§ EXCERPTED PASSAGE:
Chief of Air Defence Staff
- President: Abdel Fattah el-Sisi

Personal details
- Born: 6 August 1953 (age 72)

Military service
- Allegiance: Egypt
- Branch/service: Air Defense Forces
- Years of service: 1973 – present

= Magdy Fouad Hegazy =

Magdy Fouad Hegazy (مجدي فؤاد حجازي; born 6 August 1953) is the Egyptian former governor of Aswan Governorate, Egypt. He was appointed by President Abdel Fattah el-Sisi on December 26, 2015. He was formerly Chief of Air Defense Staff the Egyptian Air Defense Command. General Hegazy studied in the Air Defense College and graduated on September 1, 1973, and served as a platoon radar officer of an SA-6 platoon. He held many important positions during his career, including leading an air defense battalion, a brigade, a military region and a training course. Hegazy has been awarded several medals and decorations such as the Longevity & Exemplary Medal and the Distinguished Service Decoration.

§ DATASET CONTENT:
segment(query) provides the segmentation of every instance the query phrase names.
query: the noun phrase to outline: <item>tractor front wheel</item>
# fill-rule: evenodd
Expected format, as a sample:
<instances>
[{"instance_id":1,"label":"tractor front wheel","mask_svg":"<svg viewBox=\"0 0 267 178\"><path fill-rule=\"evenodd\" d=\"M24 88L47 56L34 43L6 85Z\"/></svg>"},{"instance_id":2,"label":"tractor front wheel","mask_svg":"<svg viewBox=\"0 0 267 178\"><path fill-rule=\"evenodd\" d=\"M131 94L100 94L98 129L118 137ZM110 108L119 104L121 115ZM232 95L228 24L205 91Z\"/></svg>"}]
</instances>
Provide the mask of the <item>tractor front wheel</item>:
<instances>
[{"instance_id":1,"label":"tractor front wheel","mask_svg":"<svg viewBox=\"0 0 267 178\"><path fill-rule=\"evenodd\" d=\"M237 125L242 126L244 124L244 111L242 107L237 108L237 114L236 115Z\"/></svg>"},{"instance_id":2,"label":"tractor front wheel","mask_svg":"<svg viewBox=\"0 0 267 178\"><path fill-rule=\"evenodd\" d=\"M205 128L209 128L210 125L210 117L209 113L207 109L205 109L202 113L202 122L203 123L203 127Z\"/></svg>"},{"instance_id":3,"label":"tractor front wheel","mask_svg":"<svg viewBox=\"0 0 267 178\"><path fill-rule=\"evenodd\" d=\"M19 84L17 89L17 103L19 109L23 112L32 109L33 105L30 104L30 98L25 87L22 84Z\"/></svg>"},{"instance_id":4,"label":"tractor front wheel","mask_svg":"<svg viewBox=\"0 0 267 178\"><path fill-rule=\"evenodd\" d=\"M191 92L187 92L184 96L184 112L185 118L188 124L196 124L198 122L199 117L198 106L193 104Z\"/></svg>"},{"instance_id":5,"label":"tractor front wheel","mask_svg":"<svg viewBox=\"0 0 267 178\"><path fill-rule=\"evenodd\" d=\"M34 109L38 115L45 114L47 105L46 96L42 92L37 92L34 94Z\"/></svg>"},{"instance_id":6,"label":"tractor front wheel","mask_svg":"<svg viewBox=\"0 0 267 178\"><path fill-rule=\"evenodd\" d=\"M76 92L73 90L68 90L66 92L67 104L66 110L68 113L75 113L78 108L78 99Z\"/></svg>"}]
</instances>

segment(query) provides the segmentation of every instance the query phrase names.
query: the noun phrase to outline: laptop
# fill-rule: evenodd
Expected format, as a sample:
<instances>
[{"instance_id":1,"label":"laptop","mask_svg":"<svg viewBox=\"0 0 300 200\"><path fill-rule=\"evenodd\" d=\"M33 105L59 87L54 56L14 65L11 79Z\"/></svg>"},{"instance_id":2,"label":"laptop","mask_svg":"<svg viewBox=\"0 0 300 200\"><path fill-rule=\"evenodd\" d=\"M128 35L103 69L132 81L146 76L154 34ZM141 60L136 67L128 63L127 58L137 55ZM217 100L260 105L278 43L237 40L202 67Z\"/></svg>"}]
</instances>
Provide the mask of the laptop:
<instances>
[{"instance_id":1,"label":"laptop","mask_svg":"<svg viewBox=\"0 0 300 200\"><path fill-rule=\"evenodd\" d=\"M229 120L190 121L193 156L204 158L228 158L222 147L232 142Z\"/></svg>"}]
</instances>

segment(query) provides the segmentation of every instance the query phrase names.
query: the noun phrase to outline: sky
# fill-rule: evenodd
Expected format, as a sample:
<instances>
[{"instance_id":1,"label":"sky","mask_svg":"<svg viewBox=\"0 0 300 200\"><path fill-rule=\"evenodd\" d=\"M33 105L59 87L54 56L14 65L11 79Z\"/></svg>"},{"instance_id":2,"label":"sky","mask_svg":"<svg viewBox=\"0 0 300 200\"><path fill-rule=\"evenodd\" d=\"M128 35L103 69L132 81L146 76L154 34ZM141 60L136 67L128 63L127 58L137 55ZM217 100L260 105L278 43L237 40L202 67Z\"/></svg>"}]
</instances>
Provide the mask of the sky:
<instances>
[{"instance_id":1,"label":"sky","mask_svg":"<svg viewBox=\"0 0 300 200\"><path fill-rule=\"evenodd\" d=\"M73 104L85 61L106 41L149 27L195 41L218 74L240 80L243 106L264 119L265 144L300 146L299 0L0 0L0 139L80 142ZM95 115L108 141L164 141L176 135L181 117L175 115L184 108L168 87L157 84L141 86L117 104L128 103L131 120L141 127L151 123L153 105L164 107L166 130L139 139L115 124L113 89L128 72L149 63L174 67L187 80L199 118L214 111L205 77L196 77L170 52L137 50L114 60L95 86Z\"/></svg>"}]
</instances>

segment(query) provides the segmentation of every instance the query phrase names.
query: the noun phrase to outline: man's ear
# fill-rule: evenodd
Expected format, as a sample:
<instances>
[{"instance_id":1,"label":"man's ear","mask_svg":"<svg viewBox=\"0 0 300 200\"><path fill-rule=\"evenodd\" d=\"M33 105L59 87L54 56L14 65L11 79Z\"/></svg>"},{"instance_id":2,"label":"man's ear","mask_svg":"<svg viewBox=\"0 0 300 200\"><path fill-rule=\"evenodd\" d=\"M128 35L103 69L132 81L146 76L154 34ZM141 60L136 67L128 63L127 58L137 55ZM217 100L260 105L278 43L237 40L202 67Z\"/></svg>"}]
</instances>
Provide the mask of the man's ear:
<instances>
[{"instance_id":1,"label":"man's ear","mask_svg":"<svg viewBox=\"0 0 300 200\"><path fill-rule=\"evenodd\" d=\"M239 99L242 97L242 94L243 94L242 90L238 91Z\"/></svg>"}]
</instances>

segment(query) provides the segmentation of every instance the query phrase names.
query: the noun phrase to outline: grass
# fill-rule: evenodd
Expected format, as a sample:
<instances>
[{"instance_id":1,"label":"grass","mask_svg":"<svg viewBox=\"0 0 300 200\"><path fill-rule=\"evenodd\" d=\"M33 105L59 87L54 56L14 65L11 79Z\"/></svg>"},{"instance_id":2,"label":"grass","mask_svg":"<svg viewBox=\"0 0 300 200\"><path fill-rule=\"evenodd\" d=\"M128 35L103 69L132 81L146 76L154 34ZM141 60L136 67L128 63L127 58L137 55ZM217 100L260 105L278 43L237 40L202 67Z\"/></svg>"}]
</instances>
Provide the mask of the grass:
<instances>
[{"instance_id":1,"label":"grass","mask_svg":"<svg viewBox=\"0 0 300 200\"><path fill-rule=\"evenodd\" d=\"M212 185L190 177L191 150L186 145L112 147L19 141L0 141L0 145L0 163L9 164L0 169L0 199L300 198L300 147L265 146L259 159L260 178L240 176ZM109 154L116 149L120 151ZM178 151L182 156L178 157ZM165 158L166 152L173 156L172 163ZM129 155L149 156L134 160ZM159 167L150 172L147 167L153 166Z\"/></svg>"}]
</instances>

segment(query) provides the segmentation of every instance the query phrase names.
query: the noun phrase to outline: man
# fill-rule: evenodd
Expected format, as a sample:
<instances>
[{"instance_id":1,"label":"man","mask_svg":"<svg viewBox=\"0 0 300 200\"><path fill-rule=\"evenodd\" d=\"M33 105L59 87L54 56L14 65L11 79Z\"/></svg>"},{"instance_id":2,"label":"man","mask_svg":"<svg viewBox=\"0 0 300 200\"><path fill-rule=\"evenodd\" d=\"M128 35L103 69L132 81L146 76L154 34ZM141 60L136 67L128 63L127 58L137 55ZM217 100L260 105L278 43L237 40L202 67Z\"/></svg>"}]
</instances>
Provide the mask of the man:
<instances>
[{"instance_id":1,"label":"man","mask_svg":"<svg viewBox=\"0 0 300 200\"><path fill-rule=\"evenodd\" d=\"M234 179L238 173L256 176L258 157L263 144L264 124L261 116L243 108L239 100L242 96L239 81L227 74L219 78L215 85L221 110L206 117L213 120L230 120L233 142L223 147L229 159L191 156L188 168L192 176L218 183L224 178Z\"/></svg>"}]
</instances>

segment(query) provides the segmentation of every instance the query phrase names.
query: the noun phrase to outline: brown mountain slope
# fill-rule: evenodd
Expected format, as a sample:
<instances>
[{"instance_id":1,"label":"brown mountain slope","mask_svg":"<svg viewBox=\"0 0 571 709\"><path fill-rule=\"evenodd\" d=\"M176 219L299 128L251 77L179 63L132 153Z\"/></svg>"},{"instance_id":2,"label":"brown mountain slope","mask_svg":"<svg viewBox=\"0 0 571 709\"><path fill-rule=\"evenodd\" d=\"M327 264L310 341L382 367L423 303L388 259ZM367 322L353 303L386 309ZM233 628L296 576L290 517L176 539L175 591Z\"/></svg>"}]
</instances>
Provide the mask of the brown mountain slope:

§ YOUR OBJECTIVE: Reproduce, word for word, the stretch of the Magdy Fouad Hegazy text from "Magdy Fouad Hegazy (مجدي" through "Distinguished Service Decoration.". Base your work only on the text about Magdy Fouad Hegazy.

§ RESPONSE TO THIS EXERCISE:
Magdy Fouad Hegazy (مجدي فؤاد حجازي; born 6 August 1953) is the Egyptian former governor of Aswan Governorate, Egypt. He was appointed by President Abdel Fattah el-Sisi on December 26, 2015. He was formerly Chief of Air Defense Staff the Egyptian Air Defense Command. General Hegazy studied in the Air Defense College and graduated on September 1, 1973, and served as a platoon radar officer of an SA-6 platoon. He held many important positions during his career, including leading an air defense battalion, a brigade, a military region and a training course. Hegazy has been awarded several medals and decorations such as the Longevity & Exemplary Medal and the Distinguished Service Decoration.